| Page text |

•••

C. Except as may otherwise be set forth in this Agreement with respect to
particular matters, the Custodian shall be held only to the exercise of
reasonable care and diligence in carrying out the provisions of this Agreement,
provided that the Custodian shall not thereby be required to take any action
which is in contravention of any applicable law. The Fund agrees to indemnify
and hold harmless the Custodian and its nominees from all claims and liabilities
(including counsel fees) incurred or assessed against it or its nominees in
connection with the performance of this Agreement, except such as may arise from
its or its nominee's breach of the relevant standard of conduct set forth in
this Agreement. Without limiting the foregoing indemnification obligation of the
Fund, the Fund agrees to indemnify the Custodian and its nominees against any
liability the Custodian or such nominee may incur by reason of taxes assessed to
the Custodian or such nominee or other costs, liability or expense incurred by
the Custodian or such nominee resulting directly or indirectly from the fact
that portfolio securities or other property of the Fund are registered in the
name of the Custodian or such nominee.
-32-
It is also understood that the Custodian shall not be liable for any loss
involving any securities, currencies, deposits or other property of the Fund,
whether maintained by it, a Subcustodian, an agent of the Custodian or a
Subcustodian, a Securities System, or a Banking Institution, or a loss arising
from a foreign currency transaction or contract, resulting from a Sovereign
Risk. A "Sovereign Risk" shall mean nationalization, expropriation, devaluation,
revaluation, confiscation, seizure, cancellation, destruction or similar action
by any governmental authority, de facto or de jure; or enactment, promulgation,
imposition or enforcement by any such governmental authority of currency
restrictions, exchange controls, taxes, levies or other charges affecting the
Fund's property; or acts of war, terrorism, insurrection or revolution; or any
other similar act or event beyond the Custodian's control.
D. The Custodian shall be entitled to receive reimbursement from the Fund
on demand, in the manner provided in Section 7, for its cash disbursements,
expenses and charges (including the fees and expenses of any Subcustodian or any
Agent) in connection with this Agreement, but excluding salaries and usual
overhead expenses.
E. The Custodian may at any time or times in its discretion appoint (and
may at any time remove) any other bank or trust company as its agent (an
"Agent") to carry out such of the
-33-
provisions of this Agreement as the Custodian may from time to time direct,
provided, however, that the appointment of such Agent (other than an Agent
appointed pursuant to the third paragraph of Section 3) shall not relieve the
Custodian of any of its responsibilities under this Agreement.

•••

| Supplied data |
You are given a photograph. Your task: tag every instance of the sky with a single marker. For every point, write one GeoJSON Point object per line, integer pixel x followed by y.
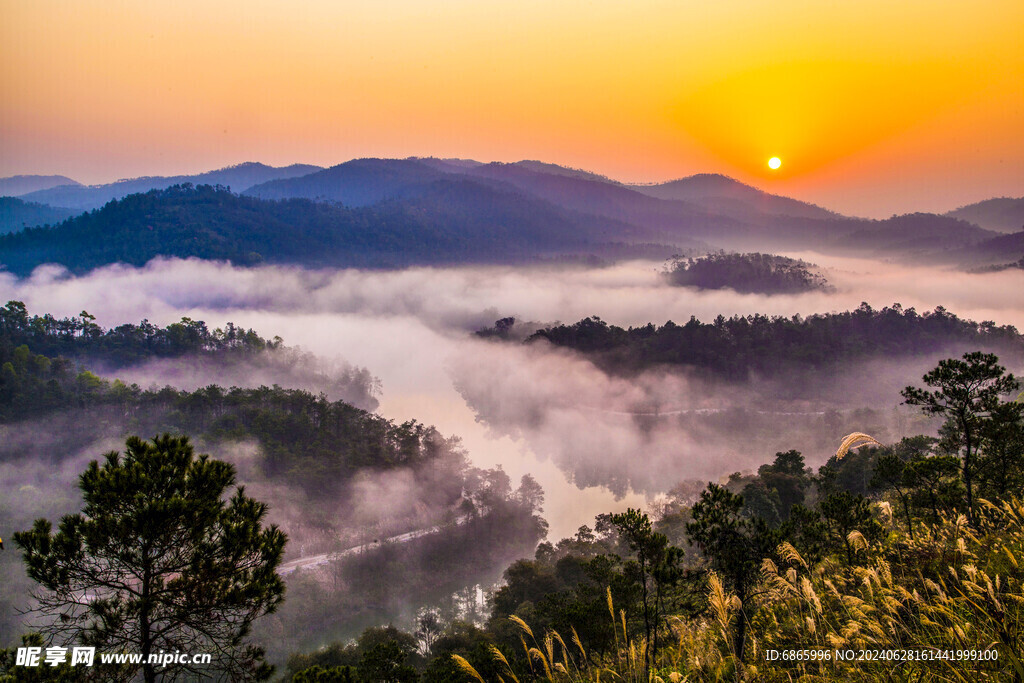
{"type": "Point", "coordinates": [873, 107]}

•••

| Tasks to perform |
**A.** Rewrite the paragraph of the custodian agreement excerpt that begins "D. The Custodian shall be entitled" as a short bulleted list that keeps its main facts.
**B.** Continue the custodian agreement excerpt with the text that would follow its final sentence about appointing an Agent.

| Outputs in order |
**A.**
- The Fund must reimburse the Custodian on demand, in the manner provided in Section 7.
- Reimbursement covers the Custodian's cash disbursements, expenses and charges in connection with the Agreement, including the fees and expenses of any Subcustodian or Agent.
- Salaries and usual overhead expenses are excluded.

**B.**
F. Upon request, the Fund shall deliver to the Custodian such proxies,
powers of attorney or other instruments as may be reasonable and necessary or
desirable in connection with the performance by the Custodian or any
Subcustodian of their respective obligations under this Agreement or any
applicable subcustodian agreement.
7. The Fund shall pay the Custodian a custody fee based on such fee
schedule as may from time to time be agreed upon in writing by the Custodian and
the Fund. Such fee, together with all amounts for which the Custodian is to be
reimbursed in accordance with Section 6D, shall be billed to the Fund in such a
manner as to permit payment either by a direct cash payment to the Custodian or
by placing Fund portfolio transactions with the Custodian resulting in an
agreed-upon amount of commissions being paid to the Custodian within an
agreed-upon period of time.
8. This Agreement shall continue in full force and effect until terminated
by either party by an instrument in writing delivered or mailed, postage
prepaid, to the other party, such termination to take effect not sooner than
sixty (60) days after
-34-
the date of such delivery or mailing. In the event of termination
the Custodian shall be entitled to receive prior to delivery of the securities,
funds and other property held by it all accrued fees and unreimbursed expenses
the payment of which is contemplated by Sections 6D and 7, upon receipt by the
Fund of a statement setting forth such fees and expenses.
In the event of the appointment of a successor custodian, it is agreed that
the funds and securities owned by the Fund and held by the Custodian or any
Subcustodian shall be delivered to the successor custodian, and the Custodian
agrees to cooperate with the Fund in execution of documents and performance of
other actions necessary or desirable in order to substitute the successor
custodian for the Custodian under this Agreement.
9. This Agreement constitutes the entire understanding and agreement of the
parties hereto with respect to the subject matter hereof. No provision of this
Agreement may be amended or terminated except by a statement in writing signed
by the party against which enforcement of the amendment or termination is
sought.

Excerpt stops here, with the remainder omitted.